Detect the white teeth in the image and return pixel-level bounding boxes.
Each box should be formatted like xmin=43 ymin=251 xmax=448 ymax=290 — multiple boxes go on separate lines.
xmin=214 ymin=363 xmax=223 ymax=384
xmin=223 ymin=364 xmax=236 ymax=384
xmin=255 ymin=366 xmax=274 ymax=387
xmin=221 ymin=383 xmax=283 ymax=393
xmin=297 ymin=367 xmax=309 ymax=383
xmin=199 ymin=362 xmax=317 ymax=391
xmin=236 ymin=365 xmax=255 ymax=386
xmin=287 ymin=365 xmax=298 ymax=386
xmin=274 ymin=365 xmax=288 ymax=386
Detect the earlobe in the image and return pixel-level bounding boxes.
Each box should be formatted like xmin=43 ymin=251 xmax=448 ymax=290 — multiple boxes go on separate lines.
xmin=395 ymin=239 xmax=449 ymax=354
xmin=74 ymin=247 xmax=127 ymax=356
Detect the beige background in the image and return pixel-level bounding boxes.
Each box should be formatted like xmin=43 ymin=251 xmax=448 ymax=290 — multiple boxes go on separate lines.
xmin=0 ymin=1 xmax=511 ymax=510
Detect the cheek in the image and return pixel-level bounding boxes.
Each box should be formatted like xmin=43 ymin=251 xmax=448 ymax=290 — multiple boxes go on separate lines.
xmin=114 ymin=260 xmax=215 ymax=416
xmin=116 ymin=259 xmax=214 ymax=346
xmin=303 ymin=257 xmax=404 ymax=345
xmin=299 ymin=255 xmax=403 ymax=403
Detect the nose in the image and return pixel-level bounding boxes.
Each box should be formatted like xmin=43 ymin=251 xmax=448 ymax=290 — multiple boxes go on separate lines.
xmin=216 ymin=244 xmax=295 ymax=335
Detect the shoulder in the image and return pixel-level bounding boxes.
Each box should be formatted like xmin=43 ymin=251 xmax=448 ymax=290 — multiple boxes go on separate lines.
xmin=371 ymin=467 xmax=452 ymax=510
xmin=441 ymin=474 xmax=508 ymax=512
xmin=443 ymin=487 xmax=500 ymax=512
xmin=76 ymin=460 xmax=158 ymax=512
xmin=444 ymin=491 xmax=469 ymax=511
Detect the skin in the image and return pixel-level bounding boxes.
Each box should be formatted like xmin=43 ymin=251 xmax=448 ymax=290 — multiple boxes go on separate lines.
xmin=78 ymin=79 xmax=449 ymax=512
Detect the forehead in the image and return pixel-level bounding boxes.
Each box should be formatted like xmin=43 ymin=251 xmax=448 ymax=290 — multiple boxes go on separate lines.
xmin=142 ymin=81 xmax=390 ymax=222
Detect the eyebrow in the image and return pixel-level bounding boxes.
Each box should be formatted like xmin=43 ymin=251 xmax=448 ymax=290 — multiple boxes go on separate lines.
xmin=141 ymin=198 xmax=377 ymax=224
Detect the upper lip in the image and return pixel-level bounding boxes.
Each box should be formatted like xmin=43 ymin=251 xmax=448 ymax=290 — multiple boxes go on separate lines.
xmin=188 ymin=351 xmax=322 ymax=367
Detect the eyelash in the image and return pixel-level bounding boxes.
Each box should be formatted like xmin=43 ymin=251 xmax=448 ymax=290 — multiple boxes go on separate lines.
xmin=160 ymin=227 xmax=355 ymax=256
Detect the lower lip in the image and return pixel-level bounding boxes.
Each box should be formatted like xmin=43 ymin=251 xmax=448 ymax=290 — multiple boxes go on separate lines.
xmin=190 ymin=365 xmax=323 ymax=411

**********

## EXERCISE
What lines of the data include the word "pixel"? Copy each of them.

## WRITTEN RESPONSE
Detect the white teeth in the image and return pixel-level bounding boxes.
Detect the earlobe in the image and return pixel-level bounding boxes.
Detect the beige background in the image and return pixel-level bounding boxes.
Detect the cheek in the image and return pixel-level bounding boxes.
Detect the nose in the image and return pixel-level bounding boxes.
Detect the shoulder in the image and return pixel-level bounding boxes.
Detect the skin in the image and return pixel-level bounding boxes.
Detect the forehead in the image and return pixel-level bounding boxes.
Detect the eyebrow in the image and return pixel-level bounding boxes.
Detect the upper lip in the image and return pixel-level bounding boxes.
Detect the eyelash in the image and return pixel-level bounding boxes.
Detect the lower lip in the image and return pixel-level bounding boxes.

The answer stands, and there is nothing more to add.